▸ **Problem requirements**
How many of the rows below contain the string "green"? Case counts, so match uppercase and lowercase exactly, and give only the number.

— begin Provided data —

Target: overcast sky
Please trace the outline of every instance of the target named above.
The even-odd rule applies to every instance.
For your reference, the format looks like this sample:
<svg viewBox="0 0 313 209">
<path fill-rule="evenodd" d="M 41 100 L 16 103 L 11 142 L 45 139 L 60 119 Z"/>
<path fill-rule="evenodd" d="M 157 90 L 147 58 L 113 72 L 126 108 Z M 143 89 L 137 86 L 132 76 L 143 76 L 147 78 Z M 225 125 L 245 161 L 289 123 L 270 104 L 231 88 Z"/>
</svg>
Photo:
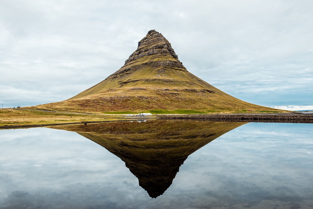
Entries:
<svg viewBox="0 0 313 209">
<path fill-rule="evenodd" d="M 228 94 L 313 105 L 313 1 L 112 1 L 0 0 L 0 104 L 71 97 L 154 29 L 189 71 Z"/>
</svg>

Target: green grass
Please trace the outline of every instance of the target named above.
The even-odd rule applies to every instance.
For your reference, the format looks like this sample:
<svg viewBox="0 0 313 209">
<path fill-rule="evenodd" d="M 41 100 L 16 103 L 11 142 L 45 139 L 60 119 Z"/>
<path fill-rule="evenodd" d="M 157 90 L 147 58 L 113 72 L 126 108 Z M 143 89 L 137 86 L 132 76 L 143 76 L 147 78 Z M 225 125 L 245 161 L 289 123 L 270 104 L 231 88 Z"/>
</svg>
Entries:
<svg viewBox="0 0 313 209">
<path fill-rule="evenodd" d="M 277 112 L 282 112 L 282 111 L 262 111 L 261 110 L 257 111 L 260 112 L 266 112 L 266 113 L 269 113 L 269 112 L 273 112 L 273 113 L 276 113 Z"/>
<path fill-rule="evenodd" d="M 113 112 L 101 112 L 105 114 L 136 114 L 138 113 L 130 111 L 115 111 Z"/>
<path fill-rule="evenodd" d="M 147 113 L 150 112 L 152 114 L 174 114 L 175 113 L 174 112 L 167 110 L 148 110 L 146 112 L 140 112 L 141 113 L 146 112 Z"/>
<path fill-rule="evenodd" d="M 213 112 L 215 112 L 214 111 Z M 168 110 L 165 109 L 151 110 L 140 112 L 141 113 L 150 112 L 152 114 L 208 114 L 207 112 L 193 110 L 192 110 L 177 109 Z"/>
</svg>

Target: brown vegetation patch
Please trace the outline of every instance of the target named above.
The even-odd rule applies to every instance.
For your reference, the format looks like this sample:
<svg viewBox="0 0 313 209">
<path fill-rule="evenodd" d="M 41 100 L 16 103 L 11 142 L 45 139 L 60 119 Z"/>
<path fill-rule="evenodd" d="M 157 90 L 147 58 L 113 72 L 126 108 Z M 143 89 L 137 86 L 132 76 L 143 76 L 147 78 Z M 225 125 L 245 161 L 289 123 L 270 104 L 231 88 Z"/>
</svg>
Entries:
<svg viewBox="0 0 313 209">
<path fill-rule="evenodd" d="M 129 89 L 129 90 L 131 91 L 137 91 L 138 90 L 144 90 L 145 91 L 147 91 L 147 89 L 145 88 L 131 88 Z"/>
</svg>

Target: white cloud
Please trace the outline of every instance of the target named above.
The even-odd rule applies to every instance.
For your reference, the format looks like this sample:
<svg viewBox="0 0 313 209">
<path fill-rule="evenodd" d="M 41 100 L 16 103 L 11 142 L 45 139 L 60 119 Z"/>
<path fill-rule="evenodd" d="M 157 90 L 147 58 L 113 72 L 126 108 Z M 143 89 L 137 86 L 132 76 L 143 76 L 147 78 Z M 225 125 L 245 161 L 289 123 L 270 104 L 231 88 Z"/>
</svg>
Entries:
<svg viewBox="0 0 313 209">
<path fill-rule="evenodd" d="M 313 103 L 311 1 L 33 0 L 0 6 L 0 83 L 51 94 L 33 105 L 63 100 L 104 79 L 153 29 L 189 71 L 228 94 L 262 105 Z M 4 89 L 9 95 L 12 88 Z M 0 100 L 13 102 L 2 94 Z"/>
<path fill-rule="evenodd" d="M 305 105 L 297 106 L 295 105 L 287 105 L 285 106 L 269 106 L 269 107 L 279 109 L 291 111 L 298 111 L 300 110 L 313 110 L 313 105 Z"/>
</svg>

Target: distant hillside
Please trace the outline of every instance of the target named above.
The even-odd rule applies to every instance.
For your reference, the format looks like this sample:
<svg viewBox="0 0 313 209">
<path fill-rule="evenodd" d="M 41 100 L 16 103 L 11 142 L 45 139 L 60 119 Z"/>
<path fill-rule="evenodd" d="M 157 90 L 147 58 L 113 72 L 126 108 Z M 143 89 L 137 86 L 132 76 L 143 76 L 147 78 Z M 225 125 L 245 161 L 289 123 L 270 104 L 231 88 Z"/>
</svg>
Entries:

— end Provided data —
— begin Provided data —

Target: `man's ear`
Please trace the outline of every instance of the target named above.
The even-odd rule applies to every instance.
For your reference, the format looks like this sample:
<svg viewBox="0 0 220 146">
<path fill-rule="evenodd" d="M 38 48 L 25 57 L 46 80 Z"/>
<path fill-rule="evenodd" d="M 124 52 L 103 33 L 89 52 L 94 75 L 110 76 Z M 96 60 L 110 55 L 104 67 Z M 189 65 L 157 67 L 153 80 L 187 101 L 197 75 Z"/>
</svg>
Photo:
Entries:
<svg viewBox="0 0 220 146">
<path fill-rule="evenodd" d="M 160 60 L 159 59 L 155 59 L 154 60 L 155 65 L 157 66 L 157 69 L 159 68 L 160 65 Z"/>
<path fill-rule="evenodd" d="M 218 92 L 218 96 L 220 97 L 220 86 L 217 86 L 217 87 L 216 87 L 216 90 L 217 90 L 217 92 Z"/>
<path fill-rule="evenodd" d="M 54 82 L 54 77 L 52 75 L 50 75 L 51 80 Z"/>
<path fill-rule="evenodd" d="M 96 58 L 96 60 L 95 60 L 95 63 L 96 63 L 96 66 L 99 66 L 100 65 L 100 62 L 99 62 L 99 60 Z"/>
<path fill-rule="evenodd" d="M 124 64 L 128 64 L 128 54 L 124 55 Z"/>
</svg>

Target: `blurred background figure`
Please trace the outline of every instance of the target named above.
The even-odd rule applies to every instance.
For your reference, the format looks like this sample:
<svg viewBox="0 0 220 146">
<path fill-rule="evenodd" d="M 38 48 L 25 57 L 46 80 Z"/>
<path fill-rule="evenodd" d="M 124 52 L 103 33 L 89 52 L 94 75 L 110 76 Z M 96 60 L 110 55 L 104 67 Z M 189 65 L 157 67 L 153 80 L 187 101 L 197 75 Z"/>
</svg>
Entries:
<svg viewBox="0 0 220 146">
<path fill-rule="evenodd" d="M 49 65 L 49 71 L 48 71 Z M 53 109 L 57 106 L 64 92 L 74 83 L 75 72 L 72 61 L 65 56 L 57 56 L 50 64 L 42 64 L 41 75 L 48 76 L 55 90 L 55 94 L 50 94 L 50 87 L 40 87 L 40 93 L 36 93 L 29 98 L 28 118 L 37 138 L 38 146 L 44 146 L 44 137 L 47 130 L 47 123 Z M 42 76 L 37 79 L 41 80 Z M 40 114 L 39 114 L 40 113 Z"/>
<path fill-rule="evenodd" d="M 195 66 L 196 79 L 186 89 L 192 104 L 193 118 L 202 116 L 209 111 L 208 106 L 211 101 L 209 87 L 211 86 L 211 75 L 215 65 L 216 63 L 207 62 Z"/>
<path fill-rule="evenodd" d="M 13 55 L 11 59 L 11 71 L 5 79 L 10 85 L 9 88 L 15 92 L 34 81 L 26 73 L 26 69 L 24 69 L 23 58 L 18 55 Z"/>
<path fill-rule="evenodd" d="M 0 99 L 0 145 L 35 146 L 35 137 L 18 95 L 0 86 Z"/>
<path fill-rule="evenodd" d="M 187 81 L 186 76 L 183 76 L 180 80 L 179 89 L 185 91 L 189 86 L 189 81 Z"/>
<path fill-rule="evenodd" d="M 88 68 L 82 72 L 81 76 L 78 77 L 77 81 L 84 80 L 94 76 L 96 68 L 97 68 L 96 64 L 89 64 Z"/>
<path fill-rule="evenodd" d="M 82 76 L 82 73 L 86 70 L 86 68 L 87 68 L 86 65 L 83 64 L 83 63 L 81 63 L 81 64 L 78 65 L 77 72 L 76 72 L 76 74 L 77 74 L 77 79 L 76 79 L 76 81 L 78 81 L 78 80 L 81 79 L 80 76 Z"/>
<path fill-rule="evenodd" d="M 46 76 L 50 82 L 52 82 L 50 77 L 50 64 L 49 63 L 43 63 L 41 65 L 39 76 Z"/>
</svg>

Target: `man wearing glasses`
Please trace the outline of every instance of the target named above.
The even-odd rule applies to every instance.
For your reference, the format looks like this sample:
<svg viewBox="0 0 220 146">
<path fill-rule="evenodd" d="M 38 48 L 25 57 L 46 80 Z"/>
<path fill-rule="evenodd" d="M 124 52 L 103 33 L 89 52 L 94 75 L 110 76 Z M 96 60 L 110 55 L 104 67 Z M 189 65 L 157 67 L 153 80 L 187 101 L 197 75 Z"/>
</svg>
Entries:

— end Provided data —
— begin Provided data —

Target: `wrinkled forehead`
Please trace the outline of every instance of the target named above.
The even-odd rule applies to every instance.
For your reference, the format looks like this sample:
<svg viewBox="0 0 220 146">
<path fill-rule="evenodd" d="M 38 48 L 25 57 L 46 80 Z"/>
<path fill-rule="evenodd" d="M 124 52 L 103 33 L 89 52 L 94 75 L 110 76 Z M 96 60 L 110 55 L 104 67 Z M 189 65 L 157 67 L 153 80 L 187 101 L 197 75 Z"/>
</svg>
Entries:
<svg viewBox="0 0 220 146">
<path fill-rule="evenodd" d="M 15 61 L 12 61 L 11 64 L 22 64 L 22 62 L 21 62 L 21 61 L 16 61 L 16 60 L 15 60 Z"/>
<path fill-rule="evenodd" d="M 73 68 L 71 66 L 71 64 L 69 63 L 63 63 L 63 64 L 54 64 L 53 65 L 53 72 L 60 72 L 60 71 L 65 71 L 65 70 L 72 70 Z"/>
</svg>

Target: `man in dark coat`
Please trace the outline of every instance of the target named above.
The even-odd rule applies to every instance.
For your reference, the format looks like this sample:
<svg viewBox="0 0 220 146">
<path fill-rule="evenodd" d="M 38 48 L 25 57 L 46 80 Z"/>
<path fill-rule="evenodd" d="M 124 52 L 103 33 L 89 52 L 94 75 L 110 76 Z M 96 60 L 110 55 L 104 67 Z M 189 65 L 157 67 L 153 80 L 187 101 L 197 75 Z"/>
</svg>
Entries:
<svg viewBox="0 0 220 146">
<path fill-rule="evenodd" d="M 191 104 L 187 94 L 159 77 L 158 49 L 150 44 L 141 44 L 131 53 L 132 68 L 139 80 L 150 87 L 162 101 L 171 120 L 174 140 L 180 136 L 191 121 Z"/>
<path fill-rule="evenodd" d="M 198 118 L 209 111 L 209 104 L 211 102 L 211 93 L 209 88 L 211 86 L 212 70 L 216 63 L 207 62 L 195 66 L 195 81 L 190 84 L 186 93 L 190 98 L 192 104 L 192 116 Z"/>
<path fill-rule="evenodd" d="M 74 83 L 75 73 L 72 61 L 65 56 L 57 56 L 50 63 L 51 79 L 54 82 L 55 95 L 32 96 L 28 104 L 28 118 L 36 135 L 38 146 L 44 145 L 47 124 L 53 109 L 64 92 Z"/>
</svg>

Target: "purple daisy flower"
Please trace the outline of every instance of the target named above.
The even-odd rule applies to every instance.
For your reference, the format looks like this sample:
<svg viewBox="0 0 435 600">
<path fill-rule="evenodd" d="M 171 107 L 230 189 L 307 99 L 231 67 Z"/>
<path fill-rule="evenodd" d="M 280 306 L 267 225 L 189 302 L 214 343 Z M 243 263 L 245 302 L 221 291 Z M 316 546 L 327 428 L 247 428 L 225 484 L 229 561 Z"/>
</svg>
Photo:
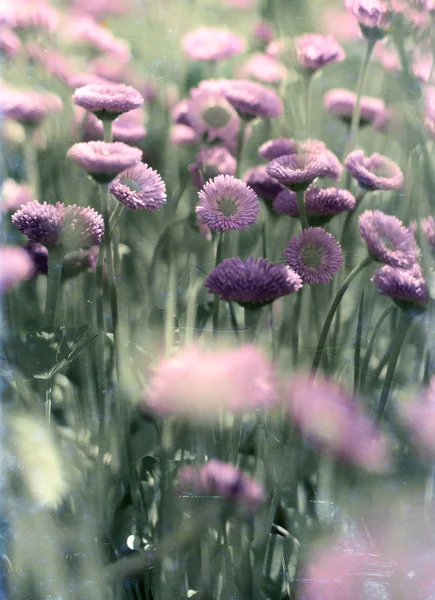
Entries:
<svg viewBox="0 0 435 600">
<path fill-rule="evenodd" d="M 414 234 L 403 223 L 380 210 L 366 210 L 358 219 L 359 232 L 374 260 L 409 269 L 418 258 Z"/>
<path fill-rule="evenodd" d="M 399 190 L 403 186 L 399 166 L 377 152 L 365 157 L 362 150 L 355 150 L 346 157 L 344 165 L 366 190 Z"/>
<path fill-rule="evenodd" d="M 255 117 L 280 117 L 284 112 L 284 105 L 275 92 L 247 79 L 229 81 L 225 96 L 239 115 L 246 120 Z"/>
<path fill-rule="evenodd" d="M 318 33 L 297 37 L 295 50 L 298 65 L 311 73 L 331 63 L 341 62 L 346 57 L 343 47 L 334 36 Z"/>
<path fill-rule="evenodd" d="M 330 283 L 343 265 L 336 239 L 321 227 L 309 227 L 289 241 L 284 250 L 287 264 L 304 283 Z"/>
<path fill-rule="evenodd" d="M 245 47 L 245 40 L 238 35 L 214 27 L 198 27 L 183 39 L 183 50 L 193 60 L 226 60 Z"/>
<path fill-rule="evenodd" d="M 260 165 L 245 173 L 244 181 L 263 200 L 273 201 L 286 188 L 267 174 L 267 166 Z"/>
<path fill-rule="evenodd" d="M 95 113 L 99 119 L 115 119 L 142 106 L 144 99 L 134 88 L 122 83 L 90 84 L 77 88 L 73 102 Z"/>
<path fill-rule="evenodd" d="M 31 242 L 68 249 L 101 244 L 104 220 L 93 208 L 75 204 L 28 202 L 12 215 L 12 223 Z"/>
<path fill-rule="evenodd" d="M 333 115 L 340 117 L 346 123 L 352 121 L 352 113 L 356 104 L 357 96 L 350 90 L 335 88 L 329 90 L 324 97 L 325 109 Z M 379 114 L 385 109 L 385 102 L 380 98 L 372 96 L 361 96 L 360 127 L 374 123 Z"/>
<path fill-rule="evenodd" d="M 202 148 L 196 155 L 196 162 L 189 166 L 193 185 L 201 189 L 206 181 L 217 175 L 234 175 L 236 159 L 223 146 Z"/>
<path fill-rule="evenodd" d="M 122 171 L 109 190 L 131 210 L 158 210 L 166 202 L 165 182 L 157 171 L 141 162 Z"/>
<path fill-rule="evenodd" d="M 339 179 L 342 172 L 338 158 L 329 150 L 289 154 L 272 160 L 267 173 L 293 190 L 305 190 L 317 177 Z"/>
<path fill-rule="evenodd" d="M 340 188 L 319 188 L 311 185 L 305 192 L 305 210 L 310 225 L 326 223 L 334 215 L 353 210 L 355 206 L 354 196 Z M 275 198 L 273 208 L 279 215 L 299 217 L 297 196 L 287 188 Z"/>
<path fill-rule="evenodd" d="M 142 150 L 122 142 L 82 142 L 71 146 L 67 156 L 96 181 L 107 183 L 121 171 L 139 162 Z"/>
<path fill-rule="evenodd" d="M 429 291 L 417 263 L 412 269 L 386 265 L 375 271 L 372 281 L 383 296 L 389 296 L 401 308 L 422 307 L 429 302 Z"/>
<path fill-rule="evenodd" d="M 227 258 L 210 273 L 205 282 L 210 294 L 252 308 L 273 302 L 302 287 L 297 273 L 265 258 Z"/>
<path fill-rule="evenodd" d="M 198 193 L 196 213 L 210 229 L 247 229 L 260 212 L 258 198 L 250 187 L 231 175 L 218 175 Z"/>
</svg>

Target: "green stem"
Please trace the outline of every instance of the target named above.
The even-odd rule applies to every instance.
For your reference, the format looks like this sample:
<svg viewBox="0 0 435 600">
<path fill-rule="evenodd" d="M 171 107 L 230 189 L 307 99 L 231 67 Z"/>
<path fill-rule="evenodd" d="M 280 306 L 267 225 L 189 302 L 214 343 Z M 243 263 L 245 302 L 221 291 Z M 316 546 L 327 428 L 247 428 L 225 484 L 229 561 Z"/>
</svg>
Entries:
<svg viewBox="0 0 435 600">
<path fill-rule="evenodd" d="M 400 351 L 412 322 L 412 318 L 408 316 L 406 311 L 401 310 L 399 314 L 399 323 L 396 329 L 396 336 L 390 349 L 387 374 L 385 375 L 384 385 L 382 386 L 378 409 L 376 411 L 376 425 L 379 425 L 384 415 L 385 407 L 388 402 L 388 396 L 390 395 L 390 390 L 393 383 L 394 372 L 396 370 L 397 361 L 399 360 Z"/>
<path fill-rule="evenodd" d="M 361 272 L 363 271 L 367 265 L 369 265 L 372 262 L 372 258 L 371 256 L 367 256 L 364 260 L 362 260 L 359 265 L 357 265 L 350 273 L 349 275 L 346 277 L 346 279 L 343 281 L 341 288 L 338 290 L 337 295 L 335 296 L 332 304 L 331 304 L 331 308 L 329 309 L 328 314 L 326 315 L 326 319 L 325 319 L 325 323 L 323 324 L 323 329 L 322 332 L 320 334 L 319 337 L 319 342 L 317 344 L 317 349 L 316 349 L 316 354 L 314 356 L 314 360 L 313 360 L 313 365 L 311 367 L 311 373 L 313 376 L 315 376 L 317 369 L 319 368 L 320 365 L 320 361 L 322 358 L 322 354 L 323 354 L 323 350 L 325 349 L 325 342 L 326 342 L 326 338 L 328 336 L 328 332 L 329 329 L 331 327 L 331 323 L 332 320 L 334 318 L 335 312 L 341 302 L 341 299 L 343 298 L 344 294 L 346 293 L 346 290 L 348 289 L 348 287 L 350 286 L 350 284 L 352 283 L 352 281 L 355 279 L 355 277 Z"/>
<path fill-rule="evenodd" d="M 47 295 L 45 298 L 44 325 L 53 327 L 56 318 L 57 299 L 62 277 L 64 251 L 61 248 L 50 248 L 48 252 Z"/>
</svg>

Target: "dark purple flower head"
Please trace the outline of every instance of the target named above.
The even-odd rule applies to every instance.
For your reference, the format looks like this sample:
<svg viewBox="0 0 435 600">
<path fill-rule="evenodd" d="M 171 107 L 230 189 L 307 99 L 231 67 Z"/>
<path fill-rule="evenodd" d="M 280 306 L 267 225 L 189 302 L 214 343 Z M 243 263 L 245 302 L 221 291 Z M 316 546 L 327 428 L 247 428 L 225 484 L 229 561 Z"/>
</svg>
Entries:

— end Provided data —

▸ **Solution to the problem**
2